>>>

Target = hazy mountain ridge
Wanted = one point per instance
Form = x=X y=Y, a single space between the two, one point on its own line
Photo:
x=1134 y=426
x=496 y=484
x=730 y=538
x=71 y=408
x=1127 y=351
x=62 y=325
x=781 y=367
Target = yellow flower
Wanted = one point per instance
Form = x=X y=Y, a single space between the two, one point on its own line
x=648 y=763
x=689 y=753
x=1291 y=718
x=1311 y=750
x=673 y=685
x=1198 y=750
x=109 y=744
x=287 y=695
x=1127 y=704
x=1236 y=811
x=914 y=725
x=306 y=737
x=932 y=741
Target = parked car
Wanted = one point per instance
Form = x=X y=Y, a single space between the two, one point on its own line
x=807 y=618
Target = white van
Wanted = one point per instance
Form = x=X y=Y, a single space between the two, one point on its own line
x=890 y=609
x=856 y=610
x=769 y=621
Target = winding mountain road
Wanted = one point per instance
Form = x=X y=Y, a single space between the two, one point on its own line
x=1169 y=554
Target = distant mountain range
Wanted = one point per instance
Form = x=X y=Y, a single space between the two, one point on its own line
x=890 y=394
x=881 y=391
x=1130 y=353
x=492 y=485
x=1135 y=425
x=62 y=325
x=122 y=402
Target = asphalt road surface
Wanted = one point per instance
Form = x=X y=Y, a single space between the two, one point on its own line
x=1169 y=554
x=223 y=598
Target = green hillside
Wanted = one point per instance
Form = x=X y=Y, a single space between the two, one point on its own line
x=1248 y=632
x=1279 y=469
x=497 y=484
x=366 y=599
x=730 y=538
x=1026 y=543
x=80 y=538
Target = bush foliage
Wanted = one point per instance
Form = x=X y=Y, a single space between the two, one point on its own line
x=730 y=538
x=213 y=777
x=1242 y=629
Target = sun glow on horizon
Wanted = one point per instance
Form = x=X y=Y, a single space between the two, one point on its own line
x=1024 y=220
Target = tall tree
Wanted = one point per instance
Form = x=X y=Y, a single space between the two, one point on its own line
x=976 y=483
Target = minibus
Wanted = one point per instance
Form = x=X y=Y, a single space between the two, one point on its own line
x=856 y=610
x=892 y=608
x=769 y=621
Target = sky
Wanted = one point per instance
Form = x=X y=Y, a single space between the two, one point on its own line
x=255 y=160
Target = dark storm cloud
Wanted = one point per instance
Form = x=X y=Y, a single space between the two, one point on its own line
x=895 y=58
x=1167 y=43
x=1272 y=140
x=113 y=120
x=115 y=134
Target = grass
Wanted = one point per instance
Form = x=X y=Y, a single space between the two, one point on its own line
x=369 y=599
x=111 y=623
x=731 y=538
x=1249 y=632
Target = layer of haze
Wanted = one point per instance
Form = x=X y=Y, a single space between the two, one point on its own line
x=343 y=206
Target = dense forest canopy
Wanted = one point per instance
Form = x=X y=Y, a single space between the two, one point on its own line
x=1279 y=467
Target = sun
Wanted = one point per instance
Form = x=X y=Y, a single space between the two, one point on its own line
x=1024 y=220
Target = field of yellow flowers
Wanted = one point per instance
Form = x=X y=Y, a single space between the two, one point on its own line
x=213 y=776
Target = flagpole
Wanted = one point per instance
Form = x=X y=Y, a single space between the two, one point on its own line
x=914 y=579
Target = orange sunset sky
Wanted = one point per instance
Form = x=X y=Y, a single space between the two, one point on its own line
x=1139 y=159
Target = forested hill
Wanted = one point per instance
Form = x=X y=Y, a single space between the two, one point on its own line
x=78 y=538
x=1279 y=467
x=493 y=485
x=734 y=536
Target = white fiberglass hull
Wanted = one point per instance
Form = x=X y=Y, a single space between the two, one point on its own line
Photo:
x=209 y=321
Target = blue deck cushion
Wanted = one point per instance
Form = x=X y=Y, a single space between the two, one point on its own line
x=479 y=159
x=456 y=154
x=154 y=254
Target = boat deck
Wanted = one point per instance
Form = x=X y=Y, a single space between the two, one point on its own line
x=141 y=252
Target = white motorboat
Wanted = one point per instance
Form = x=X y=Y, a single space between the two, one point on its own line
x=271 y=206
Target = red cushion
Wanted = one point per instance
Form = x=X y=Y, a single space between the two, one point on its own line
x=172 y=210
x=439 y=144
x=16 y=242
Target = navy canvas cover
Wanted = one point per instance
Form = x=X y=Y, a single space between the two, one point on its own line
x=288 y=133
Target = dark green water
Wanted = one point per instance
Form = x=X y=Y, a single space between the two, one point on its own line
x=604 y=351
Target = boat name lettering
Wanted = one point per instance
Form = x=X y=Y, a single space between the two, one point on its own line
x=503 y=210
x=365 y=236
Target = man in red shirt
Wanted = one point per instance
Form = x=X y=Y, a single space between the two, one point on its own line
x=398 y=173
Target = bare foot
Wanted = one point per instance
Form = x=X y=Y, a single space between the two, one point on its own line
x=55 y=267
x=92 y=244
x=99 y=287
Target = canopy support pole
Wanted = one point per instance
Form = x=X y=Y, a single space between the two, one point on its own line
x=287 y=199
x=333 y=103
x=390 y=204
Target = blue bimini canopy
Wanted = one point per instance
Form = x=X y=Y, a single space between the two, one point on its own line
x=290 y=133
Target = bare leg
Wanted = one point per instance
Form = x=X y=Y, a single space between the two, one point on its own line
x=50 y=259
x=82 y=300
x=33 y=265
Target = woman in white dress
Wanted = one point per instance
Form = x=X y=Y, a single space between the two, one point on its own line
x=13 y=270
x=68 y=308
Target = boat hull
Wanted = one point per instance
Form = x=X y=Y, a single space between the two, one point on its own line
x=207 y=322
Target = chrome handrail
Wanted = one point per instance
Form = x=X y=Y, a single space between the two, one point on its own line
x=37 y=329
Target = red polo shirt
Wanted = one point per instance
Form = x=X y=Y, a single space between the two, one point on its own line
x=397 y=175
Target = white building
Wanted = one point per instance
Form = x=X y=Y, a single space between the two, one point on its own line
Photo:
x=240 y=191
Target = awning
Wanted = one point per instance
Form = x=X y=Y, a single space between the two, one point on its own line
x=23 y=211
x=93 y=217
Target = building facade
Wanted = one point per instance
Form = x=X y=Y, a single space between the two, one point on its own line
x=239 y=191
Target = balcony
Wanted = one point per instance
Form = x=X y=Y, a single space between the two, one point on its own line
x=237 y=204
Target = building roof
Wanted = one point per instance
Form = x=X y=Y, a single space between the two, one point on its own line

<<<

上の項目を一つ残らず、一字一句違えずに繰り返すこと。

Target = hazy mountain ridge
Wanted = one point per instance
Form = x=X y=Y, a single space between the two, one point on its own line
Photo:
x=1134 y=426
x=496 y=484
x=730 y=538
x=71 y=408
x=1127 y=351
x=62 y=325
x=781 y=367
Target = yellow flower
Wanted = one point per instance
Form = x=X y=Y, a single space between the two, one point on its own line
x=648 y=763
x=689 y=753
x=1291 y=718
x=1311 y=750
x=673 y=685
x=1198 y=750
x=109 y=744
x=287 y=695
x=1127 y=704
x=1236 y=811
x=914 y=725
x=306 y=737
x=932 y=741
Target = parked car
Wanted = one point per instance
Form = x=X y=Y, a single space between the two, one point on its own line
x=807 y=618
Target = white van
Wanted = one point per instance
Form = x=X y=Y, a single space between the two, one point on its own line
x=890 y=609
x=856 y=610
x=769 y=621
Target = winding mountain road
Wanted = one point per instance
Form = x=X y=Y, a single space between the two, one point on its own line
x=1169 y=554
Target = distant mountain range
Wanted = one point per instance
Form = x=X y=Y, a single space between the two, one point on its own line
x=890 y=394
x=881 y=391
x=1130 y=353
x=492 y=485
x=1135 y=425
x=62 y=325
x=122 y=402
Target = asphalt road surface
Wanted = one point per instance
Form = x=X y=Y, a single space between the two, one point on its own line
x=1169 y=554
x=223 y=598
Target = green hillside
Wanted = one point per instance
Form = x=X y=Y, a single space between the two, one point on its own line
x=1248 y=632
x=1279 y=469
x=497 y=484
x=366 y=599
x=730 y=538
x=1026 y=543
x=80 y=538
Target = bush foliage
Wanted = one point per instance
Form = x=X y=Y, a single space between the two, one point on its own line
x=730 y=538
x=213 y=777
x=1242 y=629
Target = sun glow on horizon
Wanted = one point per instance
Form = x=X y=Y, a single space between the two, one point on its own line
x=1024 y=220
Target = tall tree
Wanted = one point per instance
Form = x=X y=Y, a single space between the two, one point on its own line
x=976 y=483
Target = minibus
Wanted = one point per instance
Form = x=X y=Y, a single space between the two, one point on its own line
x=856 y=610
x=892 y=608
x=769 y=621
Target = sky
Wanted = one point per instance
Form = x=X y=Y, a single space between the two, one point on its own line
x=255 y=160
Target = dark storm cloud
Wanted = one point per instance
Form = x=X y=Y, a single space between the two, one point on its own line
x=895 y=58
x=1167 y=43
x=1272 y=140
x=113 y=120
x=115 y=134
Target = grass
Wanted = one point per instance
Form = x=X y=Y, a single space between the two, one point on its own line
x=369 y=599
x=111 y=623
x=731 y=538
x=1249 y=632
Target = layer of haze
Wanted = one point per instance
Form = x=X y=Y, a single space between the two, one point on its own line
x=343 y=206
Target = dense forest canopy
Wanted = one point per instance
Form = x=X y=Y, a single space between the two, one point on its own line
x=1279 y=467
Target = sun
Wanted = one point per instance
Form = x=X y=Y, a single space between the two, one point on its own line
x=1024 y=220
Target = field of yellow flowers
Wanted = one point per instance
Form = x=X y=Y, a single space between the two, one point on its own line
x=213 y=776
Target = flagpole
Wanted = one point per instance
Form = x=X y=Y, a single space between the two, one point on its own line
x=914 y=579
Target = orange sunset sky
Wanted = one point per instance
Form = x=X y=Y, a single space between the two, one point on its own line
x=1139 y=159
Target = forested hill
Wanted = one point per instance
Form = x=X y=Y, a single space between the two, one point on its own line
x=78 y=538
x=1279 y=467
x=493 y=485
x=734 y=536
Target = white fiberglass hull
Wanted = one point per instance
Form = x=X y=Y, a single space between the two, one point on its own line
Photo:
x=209 y=321
Target = blue deck cushion
Wanted = one point per instance
Form = x=X y=Y, a single space between the two, one point on its own line
x=479 y=159
x=456 y=154
x=154 y=254
Target = boat deck
Wanted = one point per instance
Form = x=X y=Y, a single space between the two, one point on its own line
x=141 y=252
Target = white motorboat
Wanted = one point per instance
Form = x=X y=Y, a single space between the two, one point on its own line
x=271 y=206
Target = red cushion
Wanted = one point per instance
Form = x=X y=Y, a single space between the two, one point on its own line
x=172 y=210
x=439 y=144
x=16 y=242
Target = navy canvas cover
Wanted = one point per instance
Form = x=X y=Y, a single space between the two, one point on its own line
x=288 y=133
Target = dark green water
Wanted = one point per instance
Form = x=X y=Y, a single space between the two, one point on its own line
x=604 y=351
Target = boat name lettering
Wanted = one point per instance
Form = x=X y=Y, a single space between the two, one point on its own line
x=503 y=210
x=365 y=236
Target = man in red shirt
Wanted = one point per instance
Form = x=X y=Y, a single space between the two, one point on its own line
x=398 y=173
Target = bare foot
Wanted = one point per instance
Form = x=X y=Y, a single space between the two, one point on its own line
x=55 y=267
x=92 y=244
x=99 y=287
Target = canopy support pole
Wanted = one point per instance
Form = x=X y=Y, a single space between the two, one point on its own line
x=287 y=199
x=333 y=103
x=390 y=204
Target = blue bimini canopy
Wanted = one point per instance
Form = x=X y=Y, a single space between the two, one point on its own line
x=290 y=133
Target = bare leg
Wanted = one point per instance
Form = x=X y=Y, a single space between the two, one point on its own line
x=50 y=259
x=82 y=300
x=33 y=265
Target = woman in white dress
Wanted = one point per instance
Form = x=X y=Y, a single space between the two, one point on its own line
x=13 y=270
x=68 y=308
Target = boat hull
Wanted = one point per instance
Form = x=X y=Y, a single space between the two, one point on its own line
x=207 y=322
Target = chrome handrail
Wanted = one point per instance
Form = x=X y=Y, a single space between the two, one point on its own line
x=37 y=329
Target = red polo shirt
Wanted = one point per instance
Form = x=X y=Y, a single space between the two, one point on its own line
x=397 y=175
Target = white building
Wanted = one point per instance
Form = x=X y=Y, a single space between the two, one point on its own line
Photo:
x=240 y=191
Target = awning
Wanted = one point per instance
Form = x=X y=Y, a single space between the two, one point on its own line
x=23 y=211
x=93 y=217
Target = building facade
Wanted = one point per instance
Form = x=X y=Y, a single space between the two, one point on its own line
x=239 y=191
Target = balcony
Wanted = one point per instance
Form = x=X y=Y, a single space between the two, one point on its own line
x=237 y=204
Target = building roof
Wanted = one point per instance
Form = x=X y=Y, a single space between the two, one point on its own line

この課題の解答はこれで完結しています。